§ **Teks Sumber**:
»»

Jelang Pemerintahan Prabowo, Berikut Daftar Pajak dan Cukai yang Naik pada 2025

Rahayu Subekti
20 Agustus 2024, 16:15
Prabowo
ANTARA FOTO/Aditya Pradana Putra/YU
Menteri Pertahanan yang juga presiden terpilih masa bakti 2024-2029 Prabowo Subianto (kiri) menyapa sejumlah anggota DPR sebelum Sidang Tahunan MPR dan Sidang Bersama DPR - DPD Tahun 2024 di Kompleks Parlemen, Senayan, Jakarta, Jumat (16/8/2024).
Button AI Summarize

Presiden Joko Widodo (Jokowi) sudah menggulirkan sederet kebijakan fiskal baru pada penyampaian Nota Keuangan dan Rancangan Anggaran Pendapatan dan Belanja Negara (RAPBN) 2025 pada 16 Agustus 2024.

Jokowi mengungkapkan bahwa pendapatan negara pada era Prabowo diproyeksikan mencapai Rp 2.996,9 triliun yang terdiri atas penerimaan perpajakan sebesar Rp 2.490,9 triliun dan penerimaan negara bukan pajak (PNBP) sebesar Rp 505,4 triliun.

“Pendapatan ini tetap menjaga iklim investasi, kelestarian lingkungan, dan keterjangkauan layanan publik,” kata Jokowi dalam pidato pengantar RAPBN 2025 di Gedung DPR, Jakarta, pada Jumat (16/8).

Dalam upaya mencapai target penerimaan negara, pemerintah akan melanjutkan reformasi perpajakan. Reformasi itu mencakup perluasan basis pajak, peningkatan kepatuhan wajib pajak, perbaikan tata kelola dan administrasi perpajakan, serta pemberian insentif perpajakan yang terarah dan terukur.

««

§ **Bagian Data**:
»»

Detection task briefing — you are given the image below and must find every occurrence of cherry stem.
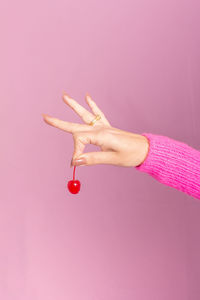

««

Berdasarkan teks sumber tentang RAPBN 2025, berapa proyeksi penerimaan negara bukan pajak (PNBP) pada era Prabowo? Materi di atas tidak berkaitan dengan teks sumber.

Penerimaan negara bukan pajak (PNBP) diproyeksikan sebesar Rp 505,4 triliun.